Consigne 1 ▸
Recopiez, dans le texte sur la Fédération française de rugby, le passage qui va de « Bernard Laporte, le » jusqu'à « des six nations. » inclus.
Consigne 2 ▸
Répondez brièvement, d'après le texte sur la Fédération française de rugby :
(a) Quel journaliste de L'Equipe a cherché à joindre une juriste de la fédération ?
(b) Dans quelle commune se trouve le terrain d'entraînement du XV de France ?
(c) Devant quel tribunal la FFR et Bernard Laporte ont-ils assigné ce journaliste ?

Texte de lecture ▸
+ + + + +
Bernard Laporte, le 1er février à Saint-Denis. / FRANCK FIFE / AFP

Il y a des bâches qui sautent aux yeux des automobilistes. Comme celles que la Fédération française de rugby (FFR) a fait poser au-dessus du terrain d’entraînement du XV de France. Une installation pour éviter que des curieux et, pis encore, des journalistes, regardent de trop près les fulgurances qui se produisent à Marcoussis (Essonne) pendant le Tournoi des six nations.

Mais il en est d’autres, moins visibles, pour protéger les coulisses de la Fédération. En particulier lorsqu’il est question de l’affaire qui secoue le rugby français depuis dix-huit mois, et dont s’est saisie le Parquet national financier : les suspicions de conflits d’intérêts entre Bernard Laporte, président de la FFR, et Mohed Altrad, celui du club de Montpellier.

Le 18 septembre 2017, après les premières révélations, un journaliste du quotidien L’Equipe cherche à entrer en contact avec une juriste de la fédération susceptible d’avoir des informations. Par courriel, Frédéric Bernès propose à Camille Denuziller d’échanger avec elle sur la situation. Celle-ci en avertit sa hiérarchie.

Une « escroquerie »

La réplique fédérale, dont Le Monde a pris connaissance, vient en deux temps. Le 5 octobre 2017, par retour de courriel, le directeur général de la FFR, Sébastien Conchy, répond au journaliste ainsi qu’à Jérôme Cazadieu, directeur de la rédaction de L’Equipe. Le ton du message est inhabituel : M. Conchy qualifie M. Bernès de « dragueur importun » – la destinataire du courriel originel étant une femme –, lui reproche une « escroquerie appelée fishing [hameçonnage] » et compare son initiative à celle de « lamentables escrocs ». Il lui demande de « renoncer à la fin et aux moyens biaisés » qui, selon lui, « mobilisent L’Equipe contre la FFR ». C’est-à-dire de cesser les articles critiques sur les affaires de la Fédération. La lettre s’achève sur une promesse d’action en justice : « Me [Jérémie] Assous [avocat de la FFR] est saisi de l’ensemble de cette affaire. »

Après la publication de nouveaux articles qui lui déplaisent, la Fédération met sa menace à exécution. Trois mois exactement après le courriel – délai maximum avant la prescription de ce type de dossier –, la FFR et Bernard Laporte assignent Frédéric Bernès pour diffamation non publique au tribunal de grande instance d’Evry.
+ + + + +
Liste des lignes ▸
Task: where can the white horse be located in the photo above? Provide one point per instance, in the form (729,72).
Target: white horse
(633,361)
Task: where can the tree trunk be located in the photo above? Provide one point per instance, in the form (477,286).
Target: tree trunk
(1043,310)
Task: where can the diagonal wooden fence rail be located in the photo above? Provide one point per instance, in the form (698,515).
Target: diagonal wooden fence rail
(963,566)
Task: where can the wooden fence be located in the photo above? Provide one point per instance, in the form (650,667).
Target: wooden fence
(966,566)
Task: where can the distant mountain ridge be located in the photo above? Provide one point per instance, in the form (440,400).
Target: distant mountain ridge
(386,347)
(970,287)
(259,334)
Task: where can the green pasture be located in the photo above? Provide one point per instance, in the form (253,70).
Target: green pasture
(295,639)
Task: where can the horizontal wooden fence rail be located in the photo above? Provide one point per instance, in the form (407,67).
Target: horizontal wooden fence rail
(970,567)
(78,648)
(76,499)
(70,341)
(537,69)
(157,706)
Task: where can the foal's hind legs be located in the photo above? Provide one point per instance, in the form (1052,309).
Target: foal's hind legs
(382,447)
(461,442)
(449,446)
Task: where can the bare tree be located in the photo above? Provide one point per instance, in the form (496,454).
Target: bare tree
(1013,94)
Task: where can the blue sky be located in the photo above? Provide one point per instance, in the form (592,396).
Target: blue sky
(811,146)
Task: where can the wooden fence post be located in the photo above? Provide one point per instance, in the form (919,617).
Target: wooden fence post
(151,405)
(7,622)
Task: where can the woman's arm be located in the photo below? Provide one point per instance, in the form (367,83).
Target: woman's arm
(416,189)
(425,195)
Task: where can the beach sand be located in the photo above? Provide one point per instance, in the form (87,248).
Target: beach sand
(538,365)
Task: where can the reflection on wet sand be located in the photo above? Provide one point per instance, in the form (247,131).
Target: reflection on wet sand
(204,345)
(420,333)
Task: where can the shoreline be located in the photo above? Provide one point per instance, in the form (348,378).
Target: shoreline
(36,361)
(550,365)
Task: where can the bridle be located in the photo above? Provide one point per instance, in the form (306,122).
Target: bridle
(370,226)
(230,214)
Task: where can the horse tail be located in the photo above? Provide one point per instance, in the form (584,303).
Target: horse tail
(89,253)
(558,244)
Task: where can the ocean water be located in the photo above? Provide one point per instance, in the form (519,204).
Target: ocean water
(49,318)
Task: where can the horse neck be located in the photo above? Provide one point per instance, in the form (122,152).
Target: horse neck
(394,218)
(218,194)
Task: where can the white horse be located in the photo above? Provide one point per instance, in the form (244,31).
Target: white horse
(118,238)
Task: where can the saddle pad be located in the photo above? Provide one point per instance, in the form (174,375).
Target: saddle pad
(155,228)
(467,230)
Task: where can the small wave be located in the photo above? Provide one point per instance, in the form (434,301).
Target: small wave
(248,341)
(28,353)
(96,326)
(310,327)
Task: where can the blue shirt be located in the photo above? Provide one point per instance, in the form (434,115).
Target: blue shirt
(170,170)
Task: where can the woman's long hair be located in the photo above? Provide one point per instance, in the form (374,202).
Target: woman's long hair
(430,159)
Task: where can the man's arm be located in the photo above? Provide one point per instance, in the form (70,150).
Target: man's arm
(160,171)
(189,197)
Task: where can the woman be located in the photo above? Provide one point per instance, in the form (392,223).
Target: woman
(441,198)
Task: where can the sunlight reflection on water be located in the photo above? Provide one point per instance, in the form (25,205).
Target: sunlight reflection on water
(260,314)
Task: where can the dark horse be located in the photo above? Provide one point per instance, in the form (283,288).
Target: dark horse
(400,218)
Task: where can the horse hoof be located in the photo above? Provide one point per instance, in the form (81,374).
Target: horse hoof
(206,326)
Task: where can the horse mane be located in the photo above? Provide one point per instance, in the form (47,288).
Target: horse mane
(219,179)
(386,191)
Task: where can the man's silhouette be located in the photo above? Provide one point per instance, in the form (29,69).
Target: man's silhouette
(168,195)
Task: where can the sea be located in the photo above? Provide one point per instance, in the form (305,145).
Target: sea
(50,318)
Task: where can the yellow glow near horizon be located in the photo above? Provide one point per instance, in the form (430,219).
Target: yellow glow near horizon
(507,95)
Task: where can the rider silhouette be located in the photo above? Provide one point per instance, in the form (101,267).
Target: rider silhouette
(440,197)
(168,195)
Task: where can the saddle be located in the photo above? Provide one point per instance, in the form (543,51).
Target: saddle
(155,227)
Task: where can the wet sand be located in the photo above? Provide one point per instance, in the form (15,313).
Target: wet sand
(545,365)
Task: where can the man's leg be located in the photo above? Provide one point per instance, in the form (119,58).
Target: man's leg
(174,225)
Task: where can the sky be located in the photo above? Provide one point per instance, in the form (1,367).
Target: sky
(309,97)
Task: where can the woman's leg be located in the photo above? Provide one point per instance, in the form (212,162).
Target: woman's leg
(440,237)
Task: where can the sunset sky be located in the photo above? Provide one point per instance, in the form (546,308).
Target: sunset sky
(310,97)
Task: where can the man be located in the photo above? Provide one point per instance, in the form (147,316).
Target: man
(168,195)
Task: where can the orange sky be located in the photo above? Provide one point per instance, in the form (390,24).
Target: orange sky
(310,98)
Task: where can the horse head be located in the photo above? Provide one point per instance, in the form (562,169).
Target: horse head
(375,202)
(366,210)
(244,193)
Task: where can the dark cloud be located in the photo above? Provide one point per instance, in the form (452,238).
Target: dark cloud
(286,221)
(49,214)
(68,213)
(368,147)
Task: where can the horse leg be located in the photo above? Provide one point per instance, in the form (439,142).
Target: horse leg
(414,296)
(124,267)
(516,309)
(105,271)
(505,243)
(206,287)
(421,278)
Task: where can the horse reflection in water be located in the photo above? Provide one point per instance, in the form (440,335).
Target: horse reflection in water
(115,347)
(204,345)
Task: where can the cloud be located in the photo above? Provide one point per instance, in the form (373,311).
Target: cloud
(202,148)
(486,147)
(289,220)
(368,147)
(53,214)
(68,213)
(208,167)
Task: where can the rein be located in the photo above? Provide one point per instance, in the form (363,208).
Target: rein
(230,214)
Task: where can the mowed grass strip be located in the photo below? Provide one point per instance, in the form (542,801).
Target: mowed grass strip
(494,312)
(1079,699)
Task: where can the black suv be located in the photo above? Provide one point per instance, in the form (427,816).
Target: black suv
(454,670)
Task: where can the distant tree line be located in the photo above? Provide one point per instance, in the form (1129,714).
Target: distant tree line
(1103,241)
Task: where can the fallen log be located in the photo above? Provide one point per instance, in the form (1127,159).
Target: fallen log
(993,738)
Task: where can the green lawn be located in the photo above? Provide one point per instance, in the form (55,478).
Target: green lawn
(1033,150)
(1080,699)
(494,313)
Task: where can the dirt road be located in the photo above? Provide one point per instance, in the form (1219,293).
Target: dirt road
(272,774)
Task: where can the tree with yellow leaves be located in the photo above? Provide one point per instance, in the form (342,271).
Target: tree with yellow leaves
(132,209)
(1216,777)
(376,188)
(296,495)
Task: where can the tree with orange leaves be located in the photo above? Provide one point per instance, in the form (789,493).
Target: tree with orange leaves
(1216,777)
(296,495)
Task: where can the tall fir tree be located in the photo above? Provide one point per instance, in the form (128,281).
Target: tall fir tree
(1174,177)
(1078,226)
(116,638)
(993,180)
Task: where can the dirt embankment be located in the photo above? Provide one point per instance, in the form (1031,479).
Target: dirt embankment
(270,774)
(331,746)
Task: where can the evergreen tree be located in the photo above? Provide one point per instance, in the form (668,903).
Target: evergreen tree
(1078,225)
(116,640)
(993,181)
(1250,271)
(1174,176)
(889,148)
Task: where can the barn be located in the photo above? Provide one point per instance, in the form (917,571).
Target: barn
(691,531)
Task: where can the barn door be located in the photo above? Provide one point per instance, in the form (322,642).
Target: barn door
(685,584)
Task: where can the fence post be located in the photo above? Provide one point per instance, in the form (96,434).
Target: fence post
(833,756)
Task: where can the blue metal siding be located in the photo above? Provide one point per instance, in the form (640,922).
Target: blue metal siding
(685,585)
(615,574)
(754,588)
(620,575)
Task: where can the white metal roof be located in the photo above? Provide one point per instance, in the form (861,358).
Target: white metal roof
+ + + + +
Réponse complète 1 ▸
Bernard Laporte, le 1er février à Saint-Denis. / FRANCK FIFE / AFP

Il y a des bâches qui sautent aux yeux des automobilistes. Comme celles que la Fédération française de rugby (FFR) a fait poser au-dessus du terrain d’entraînement du XV de France. Une installation pour éviter que des curieux et, pis encore, des journalistes, regardent de trop près les fulgurances qui se produisent à Marcoussis (Essonne) pendant le Tournoi des six nations.

Réponse complète 2 ▸
(a) Frédéric Bernès.
(b) À Marcoussis, dans l'Essonne.
(c) Devant le tribunal de grande instance d'Evry.